** RECORDED INFORMATION **
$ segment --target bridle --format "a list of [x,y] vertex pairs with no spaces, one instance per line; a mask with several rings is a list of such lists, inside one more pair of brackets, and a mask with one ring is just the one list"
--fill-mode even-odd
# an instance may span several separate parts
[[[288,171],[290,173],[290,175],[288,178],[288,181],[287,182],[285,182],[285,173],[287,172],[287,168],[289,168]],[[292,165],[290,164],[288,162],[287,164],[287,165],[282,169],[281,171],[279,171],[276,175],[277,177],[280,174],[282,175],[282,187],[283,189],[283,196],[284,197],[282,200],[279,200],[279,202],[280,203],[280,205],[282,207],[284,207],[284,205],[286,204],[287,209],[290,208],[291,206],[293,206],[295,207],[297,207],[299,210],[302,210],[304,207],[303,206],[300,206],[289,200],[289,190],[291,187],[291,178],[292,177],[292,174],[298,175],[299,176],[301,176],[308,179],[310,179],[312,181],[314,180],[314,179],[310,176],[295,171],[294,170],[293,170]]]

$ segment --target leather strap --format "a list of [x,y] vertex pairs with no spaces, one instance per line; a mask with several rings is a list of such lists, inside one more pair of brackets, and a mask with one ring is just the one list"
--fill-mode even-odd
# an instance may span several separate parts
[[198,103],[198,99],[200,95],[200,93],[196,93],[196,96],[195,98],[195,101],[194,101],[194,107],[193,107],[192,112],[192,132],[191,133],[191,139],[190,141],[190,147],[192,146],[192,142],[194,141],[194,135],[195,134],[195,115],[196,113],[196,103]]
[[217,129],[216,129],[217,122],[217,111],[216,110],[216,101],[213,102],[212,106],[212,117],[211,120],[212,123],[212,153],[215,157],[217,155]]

** WHAT YOU HAVE TO DO **
Please turn all the items above into a numbered list with one line per entry, leaving out the blank lines.

** FINISHED TASK **
1. $ segment --target bridle --format "a list of [x,y] vertex pairs with no spaces, one instance per line; a mask with several rings is a list of such lists, inside one more pair of brackets, and a mask with one ring is just the one list"
2. --fill-mode even-odd
3. # an instance may span several separate parts
4. [[[288,171],[290,173],[290,175],[288,178],[288,181],[287,182],[285,182],[285,173],[287,172],[287,168],[289,168]],[[292,165],[290,164],[288,162],[287,164],[287,165],[282,169],[281,171],[279,171],[276,175],[277,177],[280,174],[282,175],[282,187],[283,189],[283,196],[284,197],[282,200],[279,200],[279,202],[280,203],[280,205],[282,207],[284,207],[284,205],[286,204],[287,209],[290,208],[291,206],[293,206],[295,207],[297,207],[299,210],[302,210],[304,207],[303,206],[300,206],[289,200],[289,190],[291,187],[291,178],[292,177],[292,174],[298,175],[299,176],[301,176],[308,179],[310,179],[312,181],[314,180],[314,179],[310,176],[295,171],[294,170],[293,170]]]
5. $ segment --target leather strap --format "a list of [x,y] vertex pairs with no spaces, one instance per line; a mask with several rings is a list of such lists, inside one more pair of brackets, and a mask with one ring is just the one list"
6. --fill-mode even-odd
7. # an instance may span several separate parts
8. [[198,103],[198,99],[200,95],[200,93],[196,93],[196,96],[195,98],[195,101],[194,101],[194,107],[193,107],[192,112],[192,132],[191,133],[191,139],[190,141],[190,147],[192,146],[192,142],[194,141],[194,135],[195,134],[195,115],[196,113],[196,103]]
9. [[217,129],[216,129],[217,122],[217,111],[216,110],[216,101],[213,102],[212,106],[212,117],[211,120],[212,123],[212,153],[215,157],[217,155]]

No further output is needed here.